▶ _Available data_
------------------------------------------------------------

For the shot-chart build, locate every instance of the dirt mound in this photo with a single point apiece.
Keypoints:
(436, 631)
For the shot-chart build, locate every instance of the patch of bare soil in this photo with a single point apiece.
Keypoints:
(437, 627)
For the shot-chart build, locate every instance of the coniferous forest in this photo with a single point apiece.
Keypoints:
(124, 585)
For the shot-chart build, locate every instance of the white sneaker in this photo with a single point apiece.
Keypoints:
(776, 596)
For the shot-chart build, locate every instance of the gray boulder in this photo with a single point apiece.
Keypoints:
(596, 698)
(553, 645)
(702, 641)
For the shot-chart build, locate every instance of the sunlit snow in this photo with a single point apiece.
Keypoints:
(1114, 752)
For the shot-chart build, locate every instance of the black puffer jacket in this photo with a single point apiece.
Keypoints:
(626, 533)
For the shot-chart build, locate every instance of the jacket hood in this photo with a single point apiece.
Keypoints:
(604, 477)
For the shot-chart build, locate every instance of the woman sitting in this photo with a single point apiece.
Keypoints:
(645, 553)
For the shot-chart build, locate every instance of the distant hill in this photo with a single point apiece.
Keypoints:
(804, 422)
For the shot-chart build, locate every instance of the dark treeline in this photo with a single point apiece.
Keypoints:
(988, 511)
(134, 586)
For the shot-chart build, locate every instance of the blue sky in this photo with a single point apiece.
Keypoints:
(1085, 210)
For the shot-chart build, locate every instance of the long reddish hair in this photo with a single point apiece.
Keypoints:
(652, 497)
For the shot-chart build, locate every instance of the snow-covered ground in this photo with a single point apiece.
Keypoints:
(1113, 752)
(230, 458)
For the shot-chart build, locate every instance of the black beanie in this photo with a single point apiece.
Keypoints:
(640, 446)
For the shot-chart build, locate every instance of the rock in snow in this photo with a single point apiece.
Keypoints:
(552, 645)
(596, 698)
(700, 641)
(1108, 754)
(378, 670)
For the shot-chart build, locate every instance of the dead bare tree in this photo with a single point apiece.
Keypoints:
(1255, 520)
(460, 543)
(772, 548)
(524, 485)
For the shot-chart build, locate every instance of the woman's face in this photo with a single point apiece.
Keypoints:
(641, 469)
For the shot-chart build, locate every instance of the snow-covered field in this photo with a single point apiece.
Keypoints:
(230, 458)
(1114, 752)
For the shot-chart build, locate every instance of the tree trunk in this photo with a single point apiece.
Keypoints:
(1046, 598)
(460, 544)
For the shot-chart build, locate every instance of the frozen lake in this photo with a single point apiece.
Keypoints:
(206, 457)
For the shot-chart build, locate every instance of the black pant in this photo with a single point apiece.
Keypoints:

------------------------------------------------------------

Repeat all of the records, letter for letter.

▶ _Answer to this task_
For the shot-chart build, locate every instance of the dirt mound in this photo with a single point apiece.
Keypoints:
(436, 631)
For the shot-chart build, locate every instance of the patch of bare soil in this photo with a single point apiece.
Keypoints:
(437, 627)
For the shot-chart build, locate every instance of the coniferous forest in this photo with a single point apiece.
Keypoints:
(124, 585)
For the shot-chart build, locate every instance of the white sneaker in this photo with a single point apiece.
Keypoints:
(776, 596)
For the shot-chart build, locate every instance of the gray boulder in this photo with a single point apiece.
Keypoints:
(596, 698)
(553, 645)
(702, 641)
For the shot-chart build, locate every instance of the sunlit snow in this photo with a single point apiece.
Keypoints:
(1114, 752)
For the shot-chart build, locate every instance of the black puffer jacket in this photo with a single point apiece.
Keypoints:
(626, 533)
For the shot-chart build, locate every instance of the jacket hood in this photo with a single point apiece.
Keypoints:
(604, 477)
For the shot-chart build, locate every instance of the woman sitting in this photo with a single point apiece.
Keypoints:
(645, 553)
For the shot-chart build, locate every instance of the distant hill in this photo with a single point apiece.
Keypoints:
(804, 422)
For the shot-chart build, locate every instance of the dark treeline in this photo with a single point apiece.
Keypoints:
(988, 511)
(134, 586)
For the shot-chart build, locate every instance of the blue sky in this photo with a single point apiece.
Keypoints:
(1085, 210)
For the shot-chart build, locate every instance of the long reddish hair in this photo with a single point apiece.
Keypoints:
(652, 497)
For the shot-chart build, locate every instance of the snow-covered ground in this photo with a single point apiece.
Keypoints:
(1113, 752)
(230, 458)
For the shot-chart build, locate every instance of the black beanie in this photo with a single point apiece.
Keypoints:
(640, 446)
For the shot-chart build, locate every instance of the rock in snow in this photo with a single point apiece.
Keypoints:
(552, 645)
(596, 698)
(700, 641)
(1108, 754)
(378, 670)
For the shot-chart build, locate every instance of the dead bare tree in this photo with a single point apiece.
Keypoints:
(1255, 520)
(460, 543)
(772, 548)
(524, 485)
For the shot-chart build, locate every instance of the woman's face in this photo with a single point apiece.
Keypoints:
(641, 469)
For the shot-chart build, locate every instance of the snow-covered field in this photo with a single point apiece.
Keypoints:
(230, 458)
(1114, 752)
For the shot-chart build, locate every instance of the tree trunk in this photo with a single point apiece.
Keypoints:
(1046, 598)
(460, 544)
For the shot-chart build, locate every instance of the frozen lake in this photo with a single point apiece.
Keypoints:
(206, 457)
For the shot-chart build, locate every instance of the black pant in this photo with a single point apiece.
Keypoints:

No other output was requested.